* [GIVEN EXERCISE]
Rewrite the records from the line that has "Thanks for the photo. Could you please mark the chimney" through the end of the records, changing "overcast sky" to "cloudy sky" and leaving everything else unchanged.

Source data:
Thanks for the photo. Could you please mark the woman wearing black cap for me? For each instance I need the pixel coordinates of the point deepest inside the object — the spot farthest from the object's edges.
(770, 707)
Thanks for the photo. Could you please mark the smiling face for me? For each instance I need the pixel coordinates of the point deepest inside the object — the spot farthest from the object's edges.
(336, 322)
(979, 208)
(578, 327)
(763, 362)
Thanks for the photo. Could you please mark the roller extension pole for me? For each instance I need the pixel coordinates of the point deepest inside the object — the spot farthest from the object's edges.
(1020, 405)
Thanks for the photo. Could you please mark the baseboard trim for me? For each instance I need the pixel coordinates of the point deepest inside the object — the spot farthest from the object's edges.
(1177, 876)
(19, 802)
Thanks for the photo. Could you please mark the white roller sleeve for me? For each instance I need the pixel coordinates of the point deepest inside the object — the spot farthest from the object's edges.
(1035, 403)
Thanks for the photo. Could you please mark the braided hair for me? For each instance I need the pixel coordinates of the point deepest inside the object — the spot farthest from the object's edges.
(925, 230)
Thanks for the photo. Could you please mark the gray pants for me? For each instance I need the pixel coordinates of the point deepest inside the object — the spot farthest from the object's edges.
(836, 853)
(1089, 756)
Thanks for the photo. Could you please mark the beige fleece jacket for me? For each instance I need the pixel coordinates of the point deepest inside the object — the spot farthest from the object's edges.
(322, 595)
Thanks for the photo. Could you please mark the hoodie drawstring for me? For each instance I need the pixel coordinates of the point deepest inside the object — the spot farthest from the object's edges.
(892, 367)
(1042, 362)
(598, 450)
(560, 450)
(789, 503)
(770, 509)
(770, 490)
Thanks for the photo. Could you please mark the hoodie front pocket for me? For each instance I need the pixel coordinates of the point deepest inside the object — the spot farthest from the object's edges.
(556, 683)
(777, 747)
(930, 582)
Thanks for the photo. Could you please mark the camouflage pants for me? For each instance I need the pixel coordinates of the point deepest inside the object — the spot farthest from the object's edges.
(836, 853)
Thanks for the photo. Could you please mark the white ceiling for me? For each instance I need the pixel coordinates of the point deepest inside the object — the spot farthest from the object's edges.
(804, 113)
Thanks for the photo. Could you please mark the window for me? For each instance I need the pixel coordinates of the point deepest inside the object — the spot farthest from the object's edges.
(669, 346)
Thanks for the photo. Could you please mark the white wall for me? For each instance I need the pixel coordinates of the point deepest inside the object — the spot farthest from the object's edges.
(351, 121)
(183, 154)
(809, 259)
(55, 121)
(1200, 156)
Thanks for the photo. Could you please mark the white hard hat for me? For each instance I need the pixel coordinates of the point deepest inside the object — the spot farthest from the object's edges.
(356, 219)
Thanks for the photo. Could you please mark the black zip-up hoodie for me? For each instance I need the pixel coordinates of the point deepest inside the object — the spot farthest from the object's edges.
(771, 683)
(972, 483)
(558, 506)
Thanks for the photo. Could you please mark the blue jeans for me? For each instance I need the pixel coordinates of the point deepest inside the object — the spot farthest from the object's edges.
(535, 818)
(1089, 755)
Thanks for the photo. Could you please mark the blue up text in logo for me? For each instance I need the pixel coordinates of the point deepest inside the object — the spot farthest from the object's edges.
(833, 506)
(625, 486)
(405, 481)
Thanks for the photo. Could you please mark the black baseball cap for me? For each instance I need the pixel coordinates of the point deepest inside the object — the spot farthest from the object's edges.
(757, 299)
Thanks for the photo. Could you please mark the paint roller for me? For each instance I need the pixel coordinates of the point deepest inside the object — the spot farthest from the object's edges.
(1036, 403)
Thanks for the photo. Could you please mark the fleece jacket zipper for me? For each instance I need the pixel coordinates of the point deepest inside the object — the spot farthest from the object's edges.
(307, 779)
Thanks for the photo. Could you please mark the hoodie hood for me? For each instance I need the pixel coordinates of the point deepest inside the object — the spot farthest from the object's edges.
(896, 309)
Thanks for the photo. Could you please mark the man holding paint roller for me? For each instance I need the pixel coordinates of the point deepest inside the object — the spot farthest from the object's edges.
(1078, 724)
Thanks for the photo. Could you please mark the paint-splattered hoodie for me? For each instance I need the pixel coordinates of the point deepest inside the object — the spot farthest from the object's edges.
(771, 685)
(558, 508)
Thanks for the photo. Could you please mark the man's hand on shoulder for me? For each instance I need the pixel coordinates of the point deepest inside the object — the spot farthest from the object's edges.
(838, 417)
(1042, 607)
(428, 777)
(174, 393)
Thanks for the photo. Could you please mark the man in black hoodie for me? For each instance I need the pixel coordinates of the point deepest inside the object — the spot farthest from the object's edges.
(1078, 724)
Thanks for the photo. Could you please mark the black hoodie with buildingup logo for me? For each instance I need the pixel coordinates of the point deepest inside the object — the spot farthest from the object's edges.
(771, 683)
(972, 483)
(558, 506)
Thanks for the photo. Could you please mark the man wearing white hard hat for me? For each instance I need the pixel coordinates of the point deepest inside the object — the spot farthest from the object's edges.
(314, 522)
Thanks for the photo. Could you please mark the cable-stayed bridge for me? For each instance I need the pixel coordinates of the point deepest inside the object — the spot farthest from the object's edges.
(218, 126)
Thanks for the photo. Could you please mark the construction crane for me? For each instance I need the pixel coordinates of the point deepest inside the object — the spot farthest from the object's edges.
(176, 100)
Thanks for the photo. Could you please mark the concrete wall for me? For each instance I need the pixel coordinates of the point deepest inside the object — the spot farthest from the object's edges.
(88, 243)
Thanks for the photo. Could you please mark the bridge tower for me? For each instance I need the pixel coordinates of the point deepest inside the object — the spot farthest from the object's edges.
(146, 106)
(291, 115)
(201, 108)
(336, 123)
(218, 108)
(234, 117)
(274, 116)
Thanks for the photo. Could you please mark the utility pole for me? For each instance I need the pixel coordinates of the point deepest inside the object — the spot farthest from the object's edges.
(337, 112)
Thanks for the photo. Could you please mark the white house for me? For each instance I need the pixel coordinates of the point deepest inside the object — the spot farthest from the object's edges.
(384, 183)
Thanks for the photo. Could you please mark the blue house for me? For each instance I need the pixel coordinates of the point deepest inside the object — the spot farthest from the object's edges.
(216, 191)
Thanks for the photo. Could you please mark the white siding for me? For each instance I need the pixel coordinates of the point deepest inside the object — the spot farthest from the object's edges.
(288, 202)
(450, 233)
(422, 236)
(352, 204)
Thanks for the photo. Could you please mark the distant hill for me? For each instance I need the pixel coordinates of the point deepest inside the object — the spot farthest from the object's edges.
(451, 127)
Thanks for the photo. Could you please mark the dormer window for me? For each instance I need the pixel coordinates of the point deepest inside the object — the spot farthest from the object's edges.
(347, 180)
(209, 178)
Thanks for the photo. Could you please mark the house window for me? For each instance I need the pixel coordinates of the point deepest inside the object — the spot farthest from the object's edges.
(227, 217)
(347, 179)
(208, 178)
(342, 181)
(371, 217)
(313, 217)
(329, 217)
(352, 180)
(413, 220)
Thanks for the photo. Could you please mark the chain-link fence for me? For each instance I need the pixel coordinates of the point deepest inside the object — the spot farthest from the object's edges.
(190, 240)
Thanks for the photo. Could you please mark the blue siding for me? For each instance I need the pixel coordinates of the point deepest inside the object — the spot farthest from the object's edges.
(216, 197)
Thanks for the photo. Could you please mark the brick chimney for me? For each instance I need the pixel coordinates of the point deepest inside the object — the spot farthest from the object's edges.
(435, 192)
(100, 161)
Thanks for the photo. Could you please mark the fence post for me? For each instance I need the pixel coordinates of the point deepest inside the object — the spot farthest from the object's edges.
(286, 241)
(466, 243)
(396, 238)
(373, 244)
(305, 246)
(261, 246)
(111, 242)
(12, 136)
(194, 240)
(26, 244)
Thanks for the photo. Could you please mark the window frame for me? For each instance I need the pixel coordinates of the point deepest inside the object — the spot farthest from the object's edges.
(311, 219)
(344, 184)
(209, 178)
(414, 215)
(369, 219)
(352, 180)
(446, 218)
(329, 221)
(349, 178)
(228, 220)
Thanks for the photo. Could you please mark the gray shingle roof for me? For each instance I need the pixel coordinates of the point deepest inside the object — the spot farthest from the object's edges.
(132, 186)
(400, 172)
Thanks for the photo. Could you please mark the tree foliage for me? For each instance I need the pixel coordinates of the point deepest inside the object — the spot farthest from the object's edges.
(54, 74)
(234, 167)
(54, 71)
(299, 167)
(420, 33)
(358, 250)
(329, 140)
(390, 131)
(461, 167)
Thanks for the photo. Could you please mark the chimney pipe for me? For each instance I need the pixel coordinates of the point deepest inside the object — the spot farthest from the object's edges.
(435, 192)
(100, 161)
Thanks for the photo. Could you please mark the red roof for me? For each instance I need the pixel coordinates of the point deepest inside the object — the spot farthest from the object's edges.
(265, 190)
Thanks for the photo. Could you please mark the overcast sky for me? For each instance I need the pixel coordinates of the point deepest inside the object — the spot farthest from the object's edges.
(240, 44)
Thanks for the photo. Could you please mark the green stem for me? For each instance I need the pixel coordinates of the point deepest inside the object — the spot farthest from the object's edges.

* [TASK ANSWER]
Thanks for the photo. Could you please mark the chimney pipe for me? For each instance I need the pixel coordinates of the point deepest inside the object — the spot farthest from the object's edges.
(435, 192)
(100, 161)
Thanks for the photo. Could you please mark the red roof for me? For each instance I need the pixel coordinates of the point deepest inside the object — the spot farthest from the object's edges.
(265, 190)
Thanks for the photo. Could you please mark the cloudy sky for me? For each instance I need the pixel coordinates of the point deepest inside the object — the spot farthest from the object's edges.
(240, 44)
Thanks for the photo. Could you please mark the green stem for me? For each instance I need the pixel coordinates of the point deepest inside the object — the spot farthest from the object's edges.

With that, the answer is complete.